##### Текст документа #####

Пессимист (Александр Вяльцев) (pessimist_v) wrote,
Пессимист (Александр Вяльцев)
pessimist_v

Category:

Эпоха фантастики (конспирологический пост)



Митра и сцена тавроктонии. Ватикан

***

Читая ранних критиков христианства (у Рановича), того же Цельса, Порфирия, Юлиана («Отступника»), видишь, что их критика была почти безупречна, разумна, основательна, и к ней и теперь не так много есть, что прибавить. Они высмеивали косяки евангельского текста, разоблачали новоявленную религию как «плохо понятую» компиляцию древних сказаний, с тонким античным юмором издевались над Ветхим Заветом и даже указывали, что то, что в Ветхом Завете говорится об Израиле, «евангелист Матфей перенес на Христа»: даже это они раскопали и поняли! И, тем не менее, вся эта критика оказалась совершенно бессильной остановить торжество христианства. Почему?

Ну, во-первых, потому, что ее не читали те, кого вербовали в христианство: «Israel in 4 BC had no mass communication», – как уверяет знаменитая рок-опера. Во-вторых, полагаю, античная критика не учитывала того, что имела дело не с новой религией, а с новой идеологией, первой подобной в античном мире. Как ни прискорбно, но в истории с христианством древний мир и правда столкнулся с «классовым конфликтом», когда новая религия стала идеологией условно «угнетенных», в то время как официальный пантеон работал в интересах условно «угнетателей». И тут уже не важно было, что в учении правдоподобно, что нет, главное, что оно представляло собой хорошую фигу в кармане по отношению официозу (ситуация повторилась в позднесоветское время).

Конечно, античный мир знал идеологии, но они были либо чисто государственные, по сути сословно-ориентированные, либо достаточно частные, относящиеся к учению того или иного философа (Пифагора, Платона, Эпикура, Антисфена и т.д.). Христианство предложило массовую внегосударственную идеологию. Но, самое важное, оно предложило верить в силу, которая больше Рима, римских богов и самого государства. Которая обещала свое неизбежное торжество, словно обнажила скрытый мировой закон, как позже «обнажил» марксизм. Самое замечательное, что эта сила была равно ориентирована и на цезаря, и на раба, оба они уравнивались с точки зрения ее высокой истины. Притом что и цезарь, и государство были для нее в равной степени ложными сущностями, ибо она вместо несовершенного государства обещала совершенное, для большей убедительности – не от мира сего.

Это было время тотального гностицизма, когда фантастическое возобладало над реальным. Люди грезили наяву, опоенные мечтаниями об ином мире, который замечали повсюду, словно он и правда становился ближе («с каждым днем»). Это было самоубийственное и экстатическое настроение, заражавшее города и страны, и его нельзя было остудить ни угрозами, ни рациональными доводами, как нельзя остудить сумасшедшего или пьяного. Великий отказ от прежнего мира – это мощная сила и страшный соблазн, дающий ощущение истины, и какой революционер не испытывал его?! Человек не боится оказаться жертвой, а стремится ею стать. Ненависть мира подтверждает его правоту. Фанатик словно просит: убейте меня поскорее, before I change my mind (из того же источника)! Чем хуже вокруг – тем лучше, потому что все, что есть, – это зона падшего, все это не мое, я отвергаю это, я возвращаю билет.

#####

■ **Задания**
1) Какую идеологию, согласно посту об эпохе фантастики, предложило христианство?
2) Отредактируйте в посте об эпохе фантастики отрывок от «Конечно, античный мир» до «от мира сего.», поставив «коммунизм» вместо «марксизм».
Опирайтесь только на приведенный текст.

##### Исходные данные #####

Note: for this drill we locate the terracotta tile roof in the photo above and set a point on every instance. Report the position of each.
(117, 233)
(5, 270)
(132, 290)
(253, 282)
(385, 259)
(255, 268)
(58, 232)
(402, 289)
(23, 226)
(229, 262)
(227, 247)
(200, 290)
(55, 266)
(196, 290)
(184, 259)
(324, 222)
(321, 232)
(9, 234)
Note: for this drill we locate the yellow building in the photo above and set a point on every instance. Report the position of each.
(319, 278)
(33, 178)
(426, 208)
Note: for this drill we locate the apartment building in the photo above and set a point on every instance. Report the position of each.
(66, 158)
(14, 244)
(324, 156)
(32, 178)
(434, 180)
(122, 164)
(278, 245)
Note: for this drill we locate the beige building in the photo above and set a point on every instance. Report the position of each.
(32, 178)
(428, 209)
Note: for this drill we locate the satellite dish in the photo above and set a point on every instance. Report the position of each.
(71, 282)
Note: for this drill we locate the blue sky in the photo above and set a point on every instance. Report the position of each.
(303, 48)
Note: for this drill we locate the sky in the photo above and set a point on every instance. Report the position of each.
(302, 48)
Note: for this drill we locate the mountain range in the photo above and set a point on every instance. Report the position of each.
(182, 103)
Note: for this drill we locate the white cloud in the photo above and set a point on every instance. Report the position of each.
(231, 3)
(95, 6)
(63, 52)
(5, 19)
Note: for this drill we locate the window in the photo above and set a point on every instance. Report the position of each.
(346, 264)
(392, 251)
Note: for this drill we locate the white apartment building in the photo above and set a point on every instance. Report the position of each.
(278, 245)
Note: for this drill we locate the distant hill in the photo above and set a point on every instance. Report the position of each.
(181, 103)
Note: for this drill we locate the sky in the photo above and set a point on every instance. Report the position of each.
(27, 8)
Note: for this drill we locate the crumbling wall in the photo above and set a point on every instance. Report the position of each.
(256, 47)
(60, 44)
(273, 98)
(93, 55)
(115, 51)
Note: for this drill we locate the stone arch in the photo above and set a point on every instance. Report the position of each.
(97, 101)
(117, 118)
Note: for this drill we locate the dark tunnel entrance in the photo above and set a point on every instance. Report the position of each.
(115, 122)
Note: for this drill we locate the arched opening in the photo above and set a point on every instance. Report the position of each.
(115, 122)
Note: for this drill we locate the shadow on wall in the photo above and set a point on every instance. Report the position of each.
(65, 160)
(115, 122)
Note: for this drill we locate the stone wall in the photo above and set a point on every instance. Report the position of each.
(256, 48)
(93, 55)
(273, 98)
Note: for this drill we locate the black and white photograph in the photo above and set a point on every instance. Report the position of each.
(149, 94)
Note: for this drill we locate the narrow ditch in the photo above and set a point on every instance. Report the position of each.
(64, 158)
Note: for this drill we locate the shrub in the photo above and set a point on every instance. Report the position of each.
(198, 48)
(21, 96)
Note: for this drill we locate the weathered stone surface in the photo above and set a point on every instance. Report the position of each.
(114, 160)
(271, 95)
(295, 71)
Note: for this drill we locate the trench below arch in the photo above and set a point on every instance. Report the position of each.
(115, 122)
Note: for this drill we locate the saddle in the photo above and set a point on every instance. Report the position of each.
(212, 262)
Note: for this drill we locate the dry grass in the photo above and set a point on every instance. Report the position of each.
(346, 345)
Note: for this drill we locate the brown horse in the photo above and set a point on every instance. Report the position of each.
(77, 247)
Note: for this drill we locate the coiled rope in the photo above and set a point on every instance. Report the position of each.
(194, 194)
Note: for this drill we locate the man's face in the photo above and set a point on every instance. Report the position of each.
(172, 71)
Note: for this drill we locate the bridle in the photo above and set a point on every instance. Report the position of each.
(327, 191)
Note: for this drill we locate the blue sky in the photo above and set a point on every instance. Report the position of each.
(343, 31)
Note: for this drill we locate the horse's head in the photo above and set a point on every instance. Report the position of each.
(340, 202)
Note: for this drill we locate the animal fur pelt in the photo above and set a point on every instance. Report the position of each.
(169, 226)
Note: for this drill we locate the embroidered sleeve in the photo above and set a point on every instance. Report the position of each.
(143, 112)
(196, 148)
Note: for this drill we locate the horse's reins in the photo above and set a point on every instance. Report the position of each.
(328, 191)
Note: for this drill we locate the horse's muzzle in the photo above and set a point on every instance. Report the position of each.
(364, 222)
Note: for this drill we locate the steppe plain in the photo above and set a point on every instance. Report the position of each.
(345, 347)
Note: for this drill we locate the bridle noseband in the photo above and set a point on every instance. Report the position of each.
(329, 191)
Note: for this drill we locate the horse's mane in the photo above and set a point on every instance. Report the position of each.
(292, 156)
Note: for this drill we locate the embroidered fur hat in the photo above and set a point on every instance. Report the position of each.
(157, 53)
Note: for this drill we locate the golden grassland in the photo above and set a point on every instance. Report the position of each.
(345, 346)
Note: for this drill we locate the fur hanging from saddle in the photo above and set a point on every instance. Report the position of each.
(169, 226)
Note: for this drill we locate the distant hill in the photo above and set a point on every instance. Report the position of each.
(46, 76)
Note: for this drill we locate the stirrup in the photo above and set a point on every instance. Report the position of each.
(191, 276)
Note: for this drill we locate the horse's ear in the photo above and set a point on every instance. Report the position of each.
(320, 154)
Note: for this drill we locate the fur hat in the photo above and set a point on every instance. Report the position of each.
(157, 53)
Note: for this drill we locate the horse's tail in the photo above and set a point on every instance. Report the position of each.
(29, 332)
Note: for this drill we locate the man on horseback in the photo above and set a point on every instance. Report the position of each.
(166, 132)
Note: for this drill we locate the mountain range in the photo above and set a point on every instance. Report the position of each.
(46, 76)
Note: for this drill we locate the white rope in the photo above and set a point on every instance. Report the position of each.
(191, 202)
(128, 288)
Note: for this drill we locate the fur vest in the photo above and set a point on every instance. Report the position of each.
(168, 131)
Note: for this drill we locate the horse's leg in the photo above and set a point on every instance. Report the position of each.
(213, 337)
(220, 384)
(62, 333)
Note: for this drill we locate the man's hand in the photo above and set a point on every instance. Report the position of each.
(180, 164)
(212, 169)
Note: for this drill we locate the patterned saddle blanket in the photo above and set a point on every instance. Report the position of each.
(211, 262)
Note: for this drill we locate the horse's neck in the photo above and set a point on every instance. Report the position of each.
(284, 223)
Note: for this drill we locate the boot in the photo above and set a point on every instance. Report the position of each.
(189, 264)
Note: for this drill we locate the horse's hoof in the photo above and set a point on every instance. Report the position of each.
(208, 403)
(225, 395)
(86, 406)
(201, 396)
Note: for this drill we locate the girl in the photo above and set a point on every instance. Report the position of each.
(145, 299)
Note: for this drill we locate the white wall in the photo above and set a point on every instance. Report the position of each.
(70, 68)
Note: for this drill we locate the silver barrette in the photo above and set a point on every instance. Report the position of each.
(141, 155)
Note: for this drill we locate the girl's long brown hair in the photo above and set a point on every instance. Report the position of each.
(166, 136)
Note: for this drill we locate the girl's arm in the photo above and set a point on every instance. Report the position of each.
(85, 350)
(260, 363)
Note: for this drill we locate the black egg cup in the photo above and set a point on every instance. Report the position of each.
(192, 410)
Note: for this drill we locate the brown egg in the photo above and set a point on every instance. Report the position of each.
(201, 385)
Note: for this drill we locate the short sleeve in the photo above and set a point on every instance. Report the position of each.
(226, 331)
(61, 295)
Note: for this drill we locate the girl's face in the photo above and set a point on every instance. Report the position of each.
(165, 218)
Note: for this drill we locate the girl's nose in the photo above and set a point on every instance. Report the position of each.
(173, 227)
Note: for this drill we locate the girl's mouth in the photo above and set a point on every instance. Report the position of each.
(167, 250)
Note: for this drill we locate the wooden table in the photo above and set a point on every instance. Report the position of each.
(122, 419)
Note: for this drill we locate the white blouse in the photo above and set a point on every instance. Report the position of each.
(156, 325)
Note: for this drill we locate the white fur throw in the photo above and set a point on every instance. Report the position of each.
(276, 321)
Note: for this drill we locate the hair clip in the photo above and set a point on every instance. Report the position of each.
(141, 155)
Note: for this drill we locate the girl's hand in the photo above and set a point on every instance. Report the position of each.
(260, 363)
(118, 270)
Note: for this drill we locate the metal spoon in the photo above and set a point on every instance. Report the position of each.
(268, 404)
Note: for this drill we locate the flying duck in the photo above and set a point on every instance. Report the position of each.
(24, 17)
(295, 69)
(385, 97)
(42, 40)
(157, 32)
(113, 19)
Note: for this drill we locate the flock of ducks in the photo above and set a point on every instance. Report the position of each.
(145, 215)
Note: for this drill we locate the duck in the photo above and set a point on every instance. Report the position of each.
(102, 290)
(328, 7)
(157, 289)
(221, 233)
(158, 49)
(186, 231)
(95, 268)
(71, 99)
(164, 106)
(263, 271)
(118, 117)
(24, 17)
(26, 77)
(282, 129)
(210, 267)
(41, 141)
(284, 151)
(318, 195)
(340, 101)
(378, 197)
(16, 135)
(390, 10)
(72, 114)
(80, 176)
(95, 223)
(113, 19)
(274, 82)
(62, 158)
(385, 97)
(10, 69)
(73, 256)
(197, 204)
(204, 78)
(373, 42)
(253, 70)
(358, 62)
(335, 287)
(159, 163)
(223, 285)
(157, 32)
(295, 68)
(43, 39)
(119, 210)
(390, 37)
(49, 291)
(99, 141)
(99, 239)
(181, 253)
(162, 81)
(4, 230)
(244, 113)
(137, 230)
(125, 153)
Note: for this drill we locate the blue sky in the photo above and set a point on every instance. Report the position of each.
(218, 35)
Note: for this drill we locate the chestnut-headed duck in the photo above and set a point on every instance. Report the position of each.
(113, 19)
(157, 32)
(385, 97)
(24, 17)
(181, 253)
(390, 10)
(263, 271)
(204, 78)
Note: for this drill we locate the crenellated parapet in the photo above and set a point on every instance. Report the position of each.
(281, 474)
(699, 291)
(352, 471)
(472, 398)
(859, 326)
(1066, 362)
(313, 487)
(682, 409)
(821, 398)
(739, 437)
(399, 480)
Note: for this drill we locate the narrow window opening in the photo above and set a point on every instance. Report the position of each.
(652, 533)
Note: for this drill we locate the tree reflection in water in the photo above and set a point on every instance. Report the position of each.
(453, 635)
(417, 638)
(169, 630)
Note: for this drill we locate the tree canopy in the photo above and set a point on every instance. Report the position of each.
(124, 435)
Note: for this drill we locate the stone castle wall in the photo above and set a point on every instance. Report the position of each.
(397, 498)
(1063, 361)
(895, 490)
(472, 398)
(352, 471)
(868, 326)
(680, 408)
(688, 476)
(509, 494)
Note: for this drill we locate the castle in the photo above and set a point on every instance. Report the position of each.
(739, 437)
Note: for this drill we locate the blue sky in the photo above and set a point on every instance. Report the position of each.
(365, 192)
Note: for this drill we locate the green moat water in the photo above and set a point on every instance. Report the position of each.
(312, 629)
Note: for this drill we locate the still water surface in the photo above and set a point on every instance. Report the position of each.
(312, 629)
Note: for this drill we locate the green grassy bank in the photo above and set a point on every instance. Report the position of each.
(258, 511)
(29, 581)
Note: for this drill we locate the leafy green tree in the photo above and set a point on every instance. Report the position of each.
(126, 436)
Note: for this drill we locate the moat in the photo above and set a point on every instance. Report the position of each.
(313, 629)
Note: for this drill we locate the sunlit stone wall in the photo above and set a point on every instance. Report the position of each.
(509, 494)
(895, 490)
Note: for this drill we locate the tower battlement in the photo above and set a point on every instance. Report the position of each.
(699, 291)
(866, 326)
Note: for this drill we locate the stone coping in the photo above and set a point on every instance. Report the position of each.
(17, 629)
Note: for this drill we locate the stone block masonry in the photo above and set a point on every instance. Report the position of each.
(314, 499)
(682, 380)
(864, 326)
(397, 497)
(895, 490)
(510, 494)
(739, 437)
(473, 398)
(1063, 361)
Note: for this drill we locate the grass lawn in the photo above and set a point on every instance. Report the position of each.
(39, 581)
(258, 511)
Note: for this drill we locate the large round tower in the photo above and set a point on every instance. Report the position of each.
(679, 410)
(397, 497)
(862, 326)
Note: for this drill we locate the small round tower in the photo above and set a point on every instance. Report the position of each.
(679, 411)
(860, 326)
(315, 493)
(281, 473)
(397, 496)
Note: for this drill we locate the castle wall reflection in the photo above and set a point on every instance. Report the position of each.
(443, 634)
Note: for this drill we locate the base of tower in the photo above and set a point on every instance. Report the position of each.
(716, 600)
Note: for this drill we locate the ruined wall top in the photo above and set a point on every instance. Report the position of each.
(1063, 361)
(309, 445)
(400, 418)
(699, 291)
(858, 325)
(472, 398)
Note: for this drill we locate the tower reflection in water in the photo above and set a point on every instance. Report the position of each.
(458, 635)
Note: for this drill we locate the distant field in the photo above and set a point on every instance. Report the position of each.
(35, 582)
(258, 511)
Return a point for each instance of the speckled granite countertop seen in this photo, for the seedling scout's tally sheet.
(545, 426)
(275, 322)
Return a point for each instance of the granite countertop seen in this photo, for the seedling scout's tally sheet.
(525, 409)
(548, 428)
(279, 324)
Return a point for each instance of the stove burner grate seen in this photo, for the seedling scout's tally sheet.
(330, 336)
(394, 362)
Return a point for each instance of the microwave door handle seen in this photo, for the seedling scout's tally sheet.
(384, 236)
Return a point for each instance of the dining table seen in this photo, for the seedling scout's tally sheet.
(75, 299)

#####

■ **Ответы по порядку**
1) Массовую внегосударственную идеологию.

2)
Конечно, античный мир знал идеологии, но они были либо чисто государственные, по сути сословно-ориентированные, либо достаточно частные, относящиеся к учению того или иного философа (Пифагора, Платона, Эпикура, Антисфена и т.д.). Христианство предложило массовую внегосударственную идеологию. Но, самое важное, оно предложило верить в силу, которая больше Рима, римских богов и самого государства. Которая обещала свое неизбежное торжество, словно обнажила скрытый мировой закон, как позже «обнажил» коммунизм. Самое замечательное, что эта сила была равно ориентирована и на цезаря, и на раба, оба они уравнивались с точки зрения ее высокой истины. Притом что и цезарь, и государство были для нее в равной степени ложными сущностями, ибо она вместо несовершенного государства обещала совершенное, для большей убедительности – не от мира сего.